### SUPPLIED DATA

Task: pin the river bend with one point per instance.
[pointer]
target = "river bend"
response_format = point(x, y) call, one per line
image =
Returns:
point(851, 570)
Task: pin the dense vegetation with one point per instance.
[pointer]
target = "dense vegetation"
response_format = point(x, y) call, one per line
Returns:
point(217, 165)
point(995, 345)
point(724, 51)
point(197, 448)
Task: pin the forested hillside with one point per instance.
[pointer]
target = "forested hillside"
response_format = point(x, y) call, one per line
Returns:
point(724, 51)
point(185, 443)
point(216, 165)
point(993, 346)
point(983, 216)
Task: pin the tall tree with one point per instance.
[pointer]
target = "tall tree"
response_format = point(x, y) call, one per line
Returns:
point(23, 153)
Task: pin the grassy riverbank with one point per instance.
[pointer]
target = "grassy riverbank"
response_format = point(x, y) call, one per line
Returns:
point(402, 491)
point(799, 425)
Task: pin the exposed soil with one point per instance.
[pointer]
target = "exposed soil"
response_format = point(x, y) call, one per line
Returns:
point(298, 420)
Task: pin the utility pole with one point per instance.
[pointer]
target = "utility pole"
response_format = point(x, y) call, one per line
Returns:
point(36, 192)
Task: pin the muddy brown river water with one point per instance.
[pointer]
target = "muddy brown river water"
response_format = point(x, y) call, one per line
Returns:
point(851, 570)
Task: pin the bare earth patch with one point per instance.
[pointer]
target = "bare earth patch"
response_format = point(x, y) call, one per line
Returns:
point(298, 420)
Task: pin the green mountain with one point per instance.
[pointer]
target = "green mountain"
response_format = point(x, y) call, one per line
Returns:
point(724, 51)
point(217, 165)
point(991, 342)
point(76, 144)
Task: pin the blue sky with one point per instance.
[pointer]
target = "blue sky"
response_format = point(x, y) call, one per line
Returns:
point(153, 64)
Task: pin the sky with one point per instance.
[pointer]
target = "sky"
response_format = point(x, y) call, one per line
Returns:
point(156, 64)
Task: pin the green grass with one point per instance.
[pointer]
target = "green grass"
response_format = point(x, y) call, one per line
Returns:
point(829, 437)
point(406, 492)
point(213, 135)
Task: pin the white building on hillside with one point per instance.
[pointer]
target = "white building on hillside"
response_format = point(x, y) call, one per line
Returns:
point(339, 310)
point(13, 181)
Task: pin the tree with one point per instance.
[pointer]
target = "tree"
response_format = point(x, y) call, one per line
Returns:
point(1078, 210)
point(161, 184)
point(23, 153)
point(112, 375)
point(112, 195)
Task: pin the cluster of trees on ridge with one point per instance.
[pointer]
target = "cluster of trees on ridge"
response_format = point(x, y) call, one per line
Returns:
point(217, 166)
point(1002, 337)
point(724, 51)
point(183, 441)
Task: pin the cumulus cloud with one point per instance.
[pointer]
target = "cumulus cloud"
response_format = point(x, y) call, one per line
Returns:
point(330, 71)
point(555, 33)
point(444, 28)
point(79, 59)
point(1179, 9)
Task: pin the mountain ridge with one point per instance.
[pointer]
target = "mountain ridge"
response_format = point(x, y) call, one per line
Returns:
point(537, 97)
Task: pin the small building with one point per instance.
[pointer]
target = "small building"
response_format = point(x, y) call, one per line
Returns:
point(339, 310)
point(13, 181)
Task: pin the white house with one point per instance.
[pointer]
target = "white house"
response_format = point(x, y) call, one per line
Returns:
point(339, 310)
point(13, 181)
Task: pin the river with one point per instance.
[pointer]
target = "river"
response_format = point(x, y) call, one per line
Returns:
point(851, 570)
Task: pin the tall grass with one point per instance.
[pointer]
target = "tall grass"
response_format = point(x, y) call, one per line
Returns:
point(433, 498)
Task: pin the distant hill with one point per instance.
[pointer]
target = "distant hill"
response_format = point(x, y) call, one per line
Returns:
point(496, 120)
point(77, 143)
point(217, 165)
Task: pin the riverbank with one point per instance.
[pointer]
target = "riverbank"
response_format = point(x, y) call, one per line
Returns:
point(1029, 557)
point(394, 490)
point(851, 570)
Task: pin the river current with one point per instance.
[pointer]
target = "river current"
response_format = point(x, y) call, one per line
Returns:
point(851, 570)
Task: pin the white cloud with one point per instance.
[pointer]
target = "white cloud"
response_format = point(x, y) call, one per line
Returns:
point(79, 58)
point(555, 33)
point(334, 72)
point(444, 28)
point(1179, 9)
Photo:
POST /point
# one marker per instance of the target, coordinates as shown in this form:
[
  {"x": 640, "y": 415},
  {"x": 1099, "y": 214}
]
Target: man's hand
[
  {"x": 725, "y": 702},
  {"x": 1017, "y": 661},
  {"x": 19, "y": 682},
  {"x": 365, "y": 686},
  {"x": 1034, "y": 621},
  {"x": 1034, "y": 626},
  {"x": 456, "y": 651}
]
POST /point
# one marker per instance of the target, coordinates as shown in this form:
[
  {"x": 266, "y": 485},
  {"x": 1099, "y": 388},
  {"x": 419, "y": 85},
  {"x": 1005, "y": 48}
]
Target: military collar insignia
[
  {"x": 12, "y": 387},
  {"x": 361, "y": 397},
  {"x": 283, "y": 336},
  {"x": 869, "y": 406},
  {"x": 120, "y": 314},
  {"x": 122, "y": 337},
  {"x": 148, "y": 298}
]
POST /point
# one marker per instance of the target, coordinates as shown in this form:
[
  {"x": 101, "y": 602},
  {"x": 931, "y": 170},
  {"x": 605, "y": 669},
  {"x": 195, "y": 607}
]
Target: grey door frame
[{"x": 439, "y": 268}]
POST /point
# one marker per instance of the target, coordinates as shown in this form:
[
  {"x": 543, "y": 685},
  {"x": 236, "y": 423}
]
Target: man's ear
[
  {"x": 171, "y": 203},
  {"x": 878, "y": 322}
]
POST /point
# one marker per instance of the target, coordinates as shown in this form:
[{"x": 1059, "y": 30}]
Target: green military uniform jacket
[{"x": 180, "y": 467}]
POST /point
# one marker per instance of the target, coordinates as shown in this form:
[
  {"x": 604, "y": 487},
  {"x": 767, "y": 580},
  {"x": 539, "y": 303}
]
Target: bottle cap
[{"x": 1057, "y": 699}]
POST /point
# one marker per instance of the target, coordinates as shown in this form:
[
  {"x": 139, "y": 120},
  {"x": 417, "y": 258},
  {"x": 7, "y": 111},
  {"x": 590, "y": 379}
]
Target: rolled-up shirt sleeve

### WORK TO DO
Write out all the records again, changing each "one marker per instance" to "one point per instance" and leaving everything else the same.

### TASK SOLUTION
Task: pin the river bend with one point per instance.
[pointer]
target = "river bend"
response_format = point(x, y) call, one per line
image =
Returns:
point(851, 570)
Task: pin the dense vegetation with one point per instance.
[pointer]
target = "dense vegetation"
response_format = point(x, y) call, one per line
Returns:
point(217, 165)
point(995, 345)
point(724, 51)
point(197, 448)
Task: pin the forested hillside with one point per instance.
[pointer]
target = "forested hillside"
response_format = point(x, y) call, one per line
Returns:
point(724, 51)
point(185, 443)
point(216, 165)
point(993, 346)
point(983, 216)
Task: pin the tall tree with one point per instance.
[pointer]
target = "tall tree"
response_format = point(x, y) call, one per line
Returns:
point(23, 153)
Task: pin the grassy riverbank with one point per instance.
[pointer]
target = "grassy riverbank"
response_format = point(x, y) call, one per line
Returns:
point(402, 491)
point(799, 425)
Task: pin the exposed soil with one point per instance.
[pointer]
target = "exposed soil"
response_format = point(x, y) call, one per line
Returns:
point(298, 420)
Task: pin the utility pole with one point per instance.
[pointer]
target = "utility pole"
response_format = point(x, y) call, one per line
Returns:
point(36, 192)
Task: pin the muddy brown river water with one point per instance.
[pointer]
target = "muddy brown river water"
response_format = point(x, y) call, one per line
Returns:
point(851, 570)
Task: pin the bare earth patch with one point per instance.
[pointer]
target = "bare earth patch"
response_format = point(x, y) call, one per line
Returns:
point(298, 420)
Task: pin the green mountain with one point per instance.
[pointer]
target = "green mountain"
response_format = point(x, y) call, one per line
Returns:
point(724, 51)
point(217, 165)
point(991, 342)
point(76, 144)
Task: pin the blue sky with one point per instance.
[pointer]
target = "blue sky"
response_format = point(x, y) call, one per line
Returns:
point(153, 64)
Task: pin the sky with one point per instance.
[pointer]
target = "sky"
response_format = point(x, y) call, one per line
Returns:
point(156, 64)
Task: pin the green grass with one point per instance.
[pointer]
target = "green grass"
response_format = point(x, y) call, one per line
Returns:
point(829, 437)
point(406, 492)
point(213, 135)
Task: pin the white building on hillside with one point per instance.
[pointer]
target = "white building on hillside"
response_format = point(x, y) call, one per line
Returns:
point(339, 310)
point(13, 181)
Task: pin the tree with one point per instance.
[pointer]
target = "tree"
response_format = point(x, y) call, one per line
Returns:
point(1078, 210)
point(161, 184)
point(23, 153)
point(112, 375)
point(112, 195)
Task: pin the cluster of trees on ridge with one point per instance.
[pointer]
target = "cluster of trees on ridge"
response_format = point(x, y) call, one per line
Returns:
point(217, 166)
point(1002, 337)
point(724, 51)
point(183, 441)
Task: pin the cumulus cloud with one point per instance.
[pointer]
target = "cumulus cloud"
response_format = point(x, y) call, one per line
Returns:
point(330, 71)
point(555, 33)
point(444, 28)
point(79, 59)
point(1179, 9)
Task: pin the mountain ridge with one point per instance.
[pointer]
target = "mountain ridge"
response_format = point(x, y) call, one per line
Returns:
point(537, 97)
Task: pin the small building with one point per instance.
[pointer]
target = "small building"
response_format = point(x, y) call, one per line
Returns:
point(339, 310)
point(13, 181)
Task: pin the white house with one point per instance.
[pointer]
target = "white house"
response_format = point(x, y) call, one per line
Returns:
point(339, 310)
point(13, 181)
Task: pin the river with one point per instance.
[pointer]
target = "river"
response_format = point(x, y) call, one per line
Returns:
point(851, 570)
Task: pin the tall grass with one point per instance.
[pointer]
target = "tall grass"
response_format = point(x, y) call, one per line
Returns:
point(433, 498)
Task: pin the distant hill with one point per instance.
[pointer]
target = "distant hill"
response_format = point(x, y) call, one per line
Returns:
point(496, 120)
point(77, 143)
point(217, 165)
Task: pin the riverbank with one point per instance.
[pointer]
target = "riverbank"
response_format = point(x, y) call, one per line
Returns:
point(1029, 557)
point(394, 490)
point(851, 570)
Task: pin the river current with one point per instance.
[pointer]
target = "river current"
response_format = point(x, y) call, one per line
Returns:
point(851, 570)
Task: pin the white cloud with one point per instance.
[pointer]
target = "white cloud"
response_format = point(x, y) call, one per line
Returns:
point(79, 58)
point(555, 33)
point(334, 72)
point(444, 28)
point(1179, 9)
Photo:
POST /point
# one point per instance of the target, coordinates as shown in this form:
[
  {"x": 640, "y": 415},
  {"x": 1099, "y": 214}
]
Target: man's hand
[
  {"x": 725, "y": 702},
  {"x": 1017, "y": 661},
  {"x": 19, "y": 682},
  {"x": 365, "y": 686},
  {"x": 1034, "y": 621},
  {"x": 1034, "y": 626},
  {"x": 456, "y": 651}
]
POST /point
# one point per instance of the target, coordinates as shown in this form:
[
  {"x": 266, "y": 485},
  {"x": 1099, "y": 388},
  {"x": 419, "y": 85},
  {"x": 1005, "y": 48}
]
Target: military collar insignia
[
  {"x": 12, "y": 387},
  {"x": 361, "y": 397},
  {"x": 283, "y": 336},
  {"x": 869, "y": 406},
  {"x": 120, "y": 314},
  {"x": 122, "y": 337},
  {"x": 148, "y": 298}
]
POST /point
# one point per instance of the target, coordinates as shown in this form:
[
  {"x": 101, "y": 602},
  {"x": 931, "y": 170},
  {"x": 605, "y": 669},
  {"x": 195, "y": 607}
]
Target: grey door frame
[{"x": 439, "y": 268}]
POST /point
# one point per instance of the target, coordinates as shown in this form:
[
  {"x": 543, "y": 685},
  {"x": 236, "y": 423}
]
Target: man's ear
[
  {"x": 171, "y": 203},
  {"x": 878, "y": 322}
]
POST /point
# one point per instance of the target, coordinates as shown in this form:
[{"x": 1059, "y": 30}]
Target: green military uniform jacket
[{"x": 180, "y": 467}]
POST /point
# one point per instance of the target, coordinates as shown in this form:
[
  {"x": 604, "y": 487},
  {"x": 767, "y": 580},
  {"x": 539, "y": 303}
]
Target: bottle cap
[{"x": 1057, "y": 699}]
POST /point
# one point per instance of the target, coordinates as shown in this form:
[
  {"x": 139, "y": 120},
  {"x": 417, "y": 258},
  {"x": 7, "y": 111},
  {"x": 590, "y": 379}
]
Target: rolled-up shirt sleeve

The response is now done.